▶ _Exercise prompt_: Return each line from the entries below that contains the string "target".

[Stored dataset items]

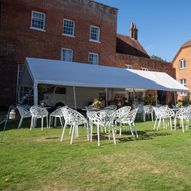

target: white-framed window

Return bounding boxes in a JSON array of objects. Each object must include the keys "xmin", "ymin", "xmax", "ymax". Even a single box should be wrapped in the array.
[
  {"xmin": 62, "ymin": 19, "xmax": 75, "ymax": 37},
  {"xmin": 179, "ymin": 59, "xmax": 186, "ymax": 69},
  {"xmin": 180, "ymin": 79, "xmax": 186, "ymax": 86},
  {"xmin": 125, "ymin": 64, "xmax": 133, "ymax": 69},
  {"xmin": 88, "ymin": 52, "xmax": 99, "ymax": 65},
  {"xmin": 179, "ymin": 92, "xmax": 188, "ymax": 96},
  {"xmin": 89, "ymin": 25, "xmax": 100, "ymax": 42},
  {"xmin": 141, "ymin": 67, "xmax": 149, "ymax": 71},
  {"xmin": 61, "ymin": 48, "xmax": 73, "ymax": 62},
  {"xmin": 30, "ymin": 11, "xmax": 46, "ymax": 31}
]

...

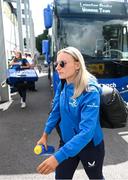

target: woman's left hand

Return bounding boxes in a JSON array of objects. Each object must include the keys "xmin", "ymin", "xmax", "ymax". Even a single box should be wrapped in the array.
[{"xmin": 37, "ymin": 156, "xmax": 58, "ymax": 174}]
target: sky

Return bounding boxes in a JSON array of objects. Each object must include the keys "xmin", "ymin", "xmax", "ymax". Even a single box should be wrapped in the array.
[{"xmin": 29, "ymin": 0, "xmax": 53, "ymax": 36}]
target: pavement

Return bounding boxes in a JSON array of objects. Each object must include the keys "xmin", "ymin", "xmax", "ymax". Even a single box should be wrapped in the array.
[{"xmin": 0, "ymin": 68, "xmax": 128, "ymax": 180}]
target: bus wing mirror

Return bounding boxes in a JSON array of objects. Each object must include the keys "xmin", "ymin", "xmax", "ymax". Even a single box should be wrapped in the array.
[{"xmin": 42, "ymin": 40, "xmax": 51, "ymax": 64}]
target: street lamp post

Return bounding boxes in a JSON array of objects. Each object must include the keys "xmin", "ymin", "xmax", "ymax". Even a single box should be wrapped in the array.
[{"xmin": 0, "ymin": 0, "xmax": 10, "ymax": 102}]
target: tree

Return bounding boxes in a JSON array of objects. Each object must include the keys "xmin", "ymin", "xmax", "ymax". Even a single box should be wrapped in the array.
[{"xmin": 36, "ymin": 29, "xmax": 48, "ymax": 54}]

▶ _Problem solution_:
target: white-framed window
target: woman's left hand
target: sky
target: pavement
target: bus wing mirror
target: street lamp post
target: tree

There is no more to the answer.